Les deux ont engraissé les coffres de Blue Bonnets. Un soir qu’il était invité à l’émission Appelez-moi Lise, Jacques Beauchamp s’était fait demander par Lise Payette si la rumeur selon laquelle il aurait perdu quelque chose comme un million de dollars en paris était véridique.
Le populaire journaliste, qui avait été suivi par quelque 30 000 lecteurs lors de son transfert du Montréal-Matin au Journal de Montréal, avait répondu que c’était proche de la vérité. L’homme était fait tout d’une pièce. Il était entier et avait un amour fou du métier.
RÊVE DE JEUNESSE
« Ti-Guy » était tiré du même moule. Très jeune, il côtoyait les vedettes sportives québécoises des années 1940 et 1950 qui fréquentaient le restaurant de son père, décédé trop jeune dans un accident de voiture, quelque part dans l’est de Montréal.

Détail de la tâche
Transcrivez, s'il vous plaît, le passage du texte sur Jacques Beauchamp qui va de « Le populaire journaliste, qui » à « l’est de Montréal. ». Les entrées qui suivent ne sont d'aucune utilité ici.

Entrées enregistrées
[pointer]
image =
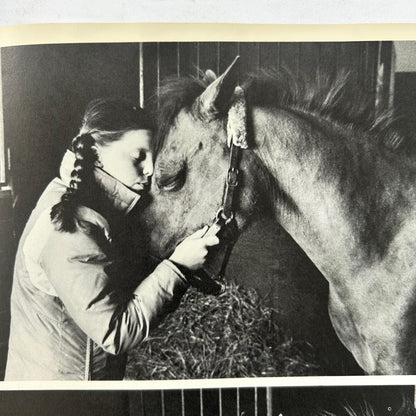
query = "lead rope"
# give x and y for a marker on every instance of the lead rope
(87, 373)
(236, 140)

Réponse
Le populaire journaliste, qui avait été suivi par quelque 30 000 lecteurs lors de son transfert du Montréal-Matin au Journal de Montréal, avait répondu que c’était proche de la vérité. L’homme était fait tout d’une pièce. Il était entier et avait un amour fou du métier.
RÊVE DE JEUNESSE
« Ti-Guy » était tiré du même moule. Très jeune, il côtoyait les vedettes sportives québécoises des années 1940 et 1950 qui fréquentaient le restaurant de son père, décédé trop jeune dans un accident de voiture, quelque part dans l’est de Montréal.